::: Data :::

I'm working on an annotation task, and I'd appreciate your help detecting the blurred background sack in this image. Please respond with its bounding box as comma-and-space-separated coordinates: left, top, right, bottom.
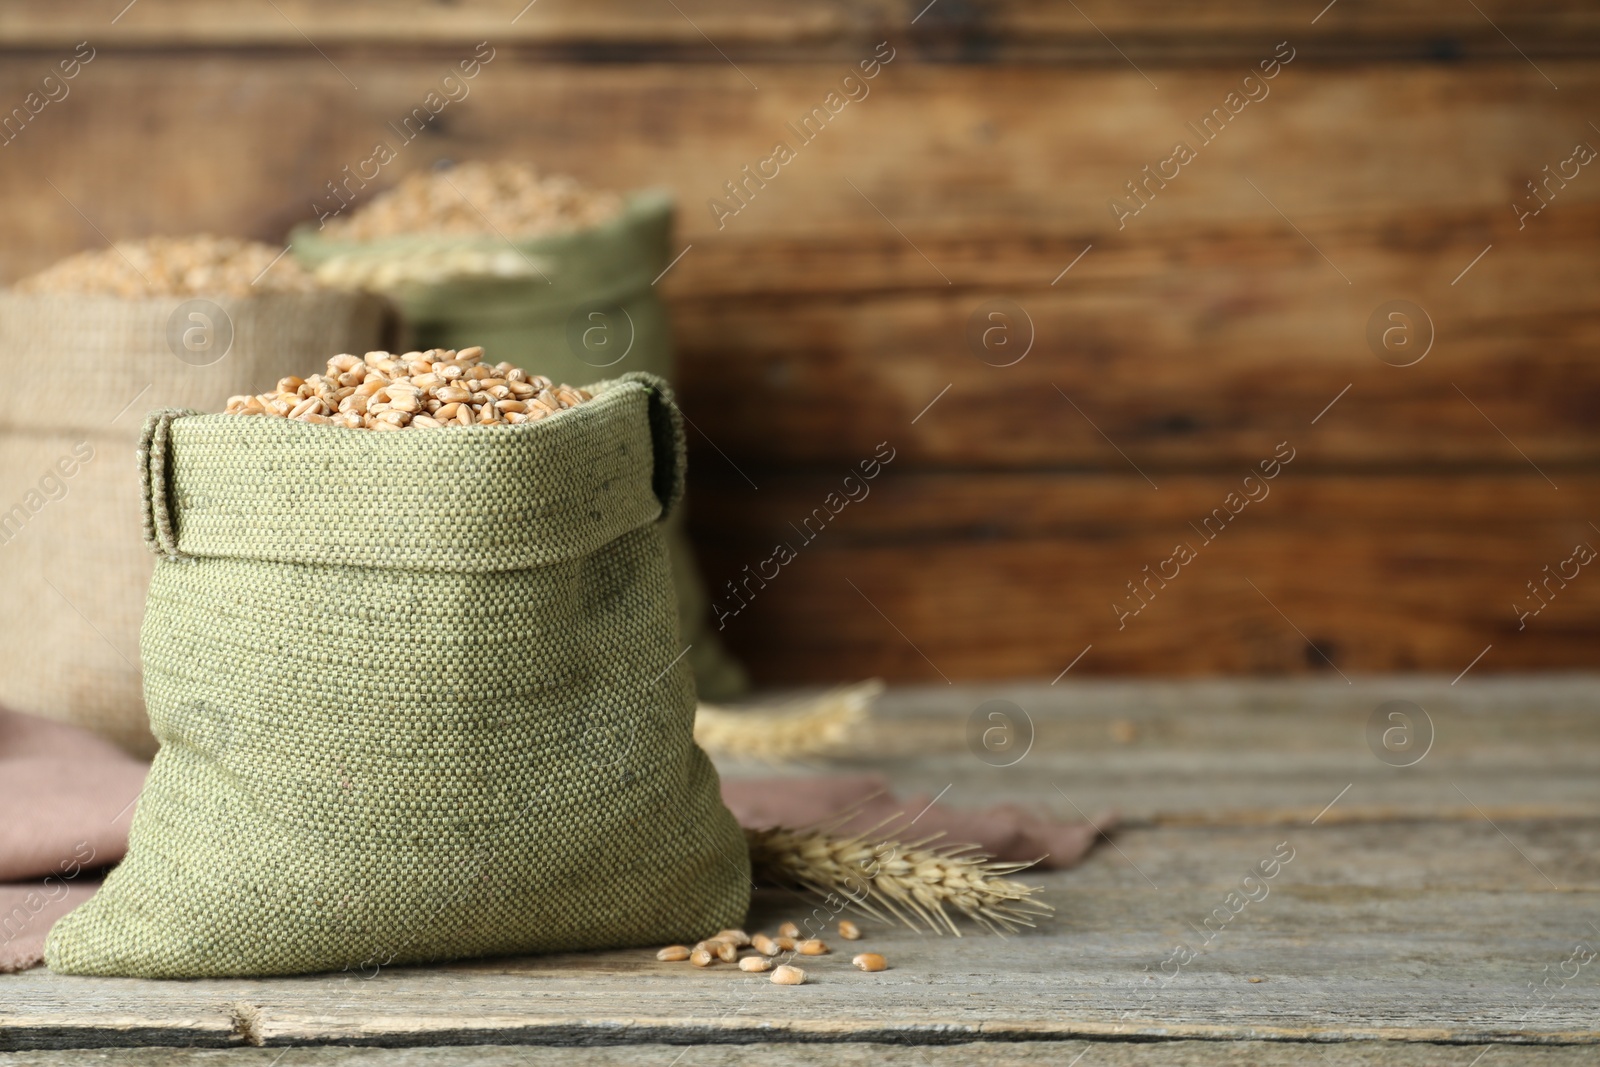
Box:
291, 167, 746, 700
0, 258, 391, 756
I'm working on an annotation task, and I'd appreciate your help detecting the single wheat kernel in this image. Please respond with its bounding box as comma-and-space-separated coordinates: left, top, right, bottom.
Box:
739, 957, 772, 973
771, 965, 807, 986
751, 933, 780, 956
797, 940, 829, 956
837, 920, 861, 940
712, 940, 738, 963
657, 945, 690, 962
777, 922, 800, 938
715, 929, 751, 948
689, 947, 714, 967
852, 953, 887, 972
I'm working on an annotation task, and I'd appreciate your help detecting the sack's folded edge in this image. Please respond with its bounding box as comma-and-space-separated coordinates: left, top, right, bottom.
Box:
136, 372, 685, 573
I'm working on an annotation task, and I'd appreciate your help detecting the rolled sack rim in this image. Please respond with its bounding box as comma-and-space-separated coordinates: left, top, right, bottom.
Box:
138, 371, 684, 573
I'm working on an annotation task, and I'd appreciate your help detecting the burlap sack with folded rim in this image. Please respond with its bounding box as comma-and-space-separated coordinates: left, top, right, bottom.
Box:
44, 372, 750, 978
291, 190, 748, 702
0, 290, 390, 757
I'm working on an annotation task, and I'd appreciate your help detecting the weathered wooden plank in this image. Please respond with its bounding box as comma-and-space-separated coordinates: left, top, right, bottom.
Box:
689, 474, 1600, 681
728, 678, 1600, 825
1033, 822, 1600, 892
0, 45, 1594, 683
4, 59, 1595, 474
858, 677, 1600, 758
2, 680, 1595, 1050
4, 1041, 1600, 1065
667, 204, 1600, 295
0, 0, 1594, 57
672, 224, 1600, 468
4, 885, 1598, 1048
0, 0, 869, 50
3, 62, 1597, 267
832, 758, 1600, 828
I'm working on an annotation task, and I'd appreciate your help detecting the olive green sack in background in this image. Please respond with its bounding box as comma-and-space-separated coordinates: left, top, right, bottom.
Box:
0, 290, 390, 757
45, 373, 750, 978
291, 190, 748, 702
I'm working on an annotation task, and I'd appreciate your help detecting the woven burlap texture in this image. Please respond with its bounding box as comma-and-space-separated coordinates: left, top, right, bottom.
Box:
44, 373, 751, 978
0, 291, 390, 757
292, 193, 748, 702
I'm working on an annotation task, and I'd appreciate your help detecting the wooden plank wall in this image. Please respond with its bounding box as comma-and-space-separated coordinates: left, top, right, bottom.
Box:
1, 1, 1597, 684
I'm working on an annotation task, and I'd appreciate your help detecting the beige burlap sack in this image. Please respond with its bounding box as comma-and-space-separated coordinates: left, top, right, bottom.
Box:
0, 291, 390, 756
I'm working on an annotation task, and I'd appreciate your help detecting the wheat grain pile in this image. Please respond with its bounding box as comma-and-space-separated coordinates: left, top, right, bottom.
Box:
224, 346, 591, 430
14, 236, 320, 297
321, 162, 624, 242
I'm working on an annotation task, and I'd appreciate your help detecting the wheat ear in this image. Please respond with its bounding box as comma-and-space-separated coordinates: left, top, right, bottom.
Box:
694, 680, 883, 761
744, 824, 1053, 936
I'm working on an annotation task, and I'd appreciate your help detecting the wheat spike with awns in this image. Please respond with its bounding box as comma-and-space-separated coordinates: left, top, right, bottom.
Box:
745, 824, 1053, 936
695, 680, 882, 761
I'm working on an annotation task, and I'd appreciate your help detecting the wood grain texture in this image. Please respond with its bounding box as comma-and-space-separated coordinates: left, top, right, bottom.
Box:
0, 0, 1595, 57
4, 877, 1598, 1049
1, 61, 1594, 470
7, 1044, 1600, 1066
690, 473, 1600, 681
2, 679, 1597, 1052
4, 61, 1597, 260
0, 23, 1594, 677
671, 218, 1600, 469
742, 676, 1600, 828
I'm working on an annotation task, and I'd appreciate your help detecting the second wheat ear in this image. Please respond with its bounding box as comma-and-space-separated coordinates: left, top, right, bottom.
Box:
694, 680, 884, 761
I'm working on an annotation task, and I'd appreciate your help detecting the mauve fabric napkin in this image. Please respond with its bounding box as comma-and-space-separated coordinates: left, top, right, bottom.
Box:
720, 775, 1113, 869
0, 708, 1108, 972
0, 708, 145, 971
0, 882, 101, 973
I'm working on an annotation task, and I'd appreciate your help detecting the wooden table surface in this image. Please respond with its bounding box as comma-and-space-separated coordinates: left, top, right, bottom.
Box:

:::

Task
From the entries above, output every line exactly and omit any image.

Finished exercise
I'm working on an annotation task, and I'd appreciate your help detecting the blurred background sack in this image. Please respond with its bounding box as comma-and-space-separated coordinates: left, top, right, bottom.
Box:
291, 167, 746, 700
0, 258, 391, 756
I'm working on an annotation task, and I'd appreciate your help detecting the single wheat kernel in this image. Please respond with its bounding box as comma-and-space-separated coordinates: left, top, right, bottom.
Box:
739, 957, 772, 973
771, 965, 807, 986
751, 933, 780, 956
797, 940, 829, 956
837, 920, 861, 940
712, 940, 738, 963
657, 945, 690, 962
777, 922, 800, 938
715, 929, 751, 948
689, 947, 714, 967
852, 953, 887, 972
I'm working on an annotation task, and I'd appreciate your help detecting the sack's folded edge in this image. Please respond with its bounding box as comma-and-space-separated coordinates: left, top, right, bottom.
Box:
136, 372, 685, 573
I'm working on an annotation task, and I'd appreciate your help detecting the rolled sack rim in this image. Please respond with its bounding box as comma-and-space-separated coordinates: left, top, right, bottom.
Box:
138, 371, 684, 573
I'm working on an annotation task, and I'd appreciate your help detecting the burlap sack with folded rim in this image. Please respond with its bounding box as comma-and-space-separated coordinates: left, top, right, bottom.
Box:
44, 372, 750, 978
291, 190, 748, 702
0, 290, 390, 757
I'm working on an annotation task, and I'd appreciate your help detecting the weathered wooden plank in this image. Please respond with its bounding box as comma-and-space-separated coordinates: left, top, right, bottom.
Box:
689, 474, 1600, 681
728, 678, 1600, 825
1033, 822, 1600, 892
0, 45, 1594, 683
4, 59, 1595, 474
858, 677, 1600, 758
2, 680, 1595, 1050
4, 1041, 1600, 1065
667, 204, 1600, 295
0, 0, 1594, 57
672, 224, 1600, 468
4, 885, 1598, 1048
0, 0, 869, 50
3, 62, 1597, 267
832, 758, 1600, 828
I'm working on an annotation task, and I'd appreciate your help detecting the olive green sack in background in this image. Please respond with its bounding box as comma-and-space-separated coordinates: left, top, right, bottom.
Box:
0, 290, 390, 757
45, 373, 750, 978
291, 190, 748, 702
I'm working on an annotation task, and I'd appreciate your help detecting the woven burlap texture in this image. Please respond with its bounding box as comma-and-space-separated coordinates: left, top, right, bottom.
Box:
44, 373, 751, 978
0, 291, 390, 757
292, 193, 748, 702
I'm working on an annotation task, and I'd appreciate your help detecting the wooden plank wall in this image. Please respond with its bounding box as comma-and-space-separated coordinates: left, top, right, bottom.
Box:
1, 1, 1597, 684
I'm working on an annotation task, and I'd appreciate your help detecting the beige burlap sack in this image. Please respond with its bounding box as comma-and-space-separated coordinates: left, top, right, bottom.
Box:
0, 291, 390, 756
I'm working on an annotation task, and I'd appreciate your help detecting the wheat grain pile in this image. Please respond with its bounding box as comma-and-space-separated coordinates: left, top, right, bottom.
Box:
224, 346, 591, 430
14, 236, 320, 297
321, 162, 624, 242
I'm working on an annotation task, and I'd appreciate your help detecting the wheat ear in this image. Please respond with its bounding box as comma-and-space-separated coordinates: left, top, right, bottom.
Box:
694, 680, 883, 761
744, 824, 1053, 936
I'm working on an annotation task, and I'd appreciate your help detecting the wheat spike with awns in this image. Please respond with its bounding box as comma-and-space-separated coordinates: left, top, right, bottom.
Box:
745, 824, 1053, 936
695, 680, 882, 761
I'm working on an annotation task, and I'd appreciate your help detecting the wood grain texture in this image. Please respond with its bounding box as comma-and-space-separated coordinates: left, top, right, bottom.
Box:
0, 0, 1595, 57
4, 877, 1598, 1049
1, 61, 1594, 470
7, 1044, 1600, 1066
690, 473, 1600, 681
2, 679, 1597, 1052
4, 61, 1597, 260
0, 23, 1594, 677
671, 218, 1600, 469
742, 676, 1600, 828
I'm working on an annotation task, and I'd appreciate your help detecting the second wheat ear in this image. Please respond with its bounding box as comma-and-space-separated coordinates: left, top, right, bottom.
Box:
694, 680, 884, 761
I'm working on an annotation task, and I'd appreciate your help detecting the mauve fabric napkin in this image. Please respond with its bounding box as comma-and-space-separated coordinates: left, top, right, bottom.
Box:
720, 775, 1113, 869
0, 708, 1108, 972
0, 708, 145, 971
0, 882, 101, 973
I'm working on an annotation task, and I'd appreciate your help detecting the wooden table surface in this image. Please respond with its bounding box as comma-and-space-separated coordinates: left, top, right, bottom.
Box:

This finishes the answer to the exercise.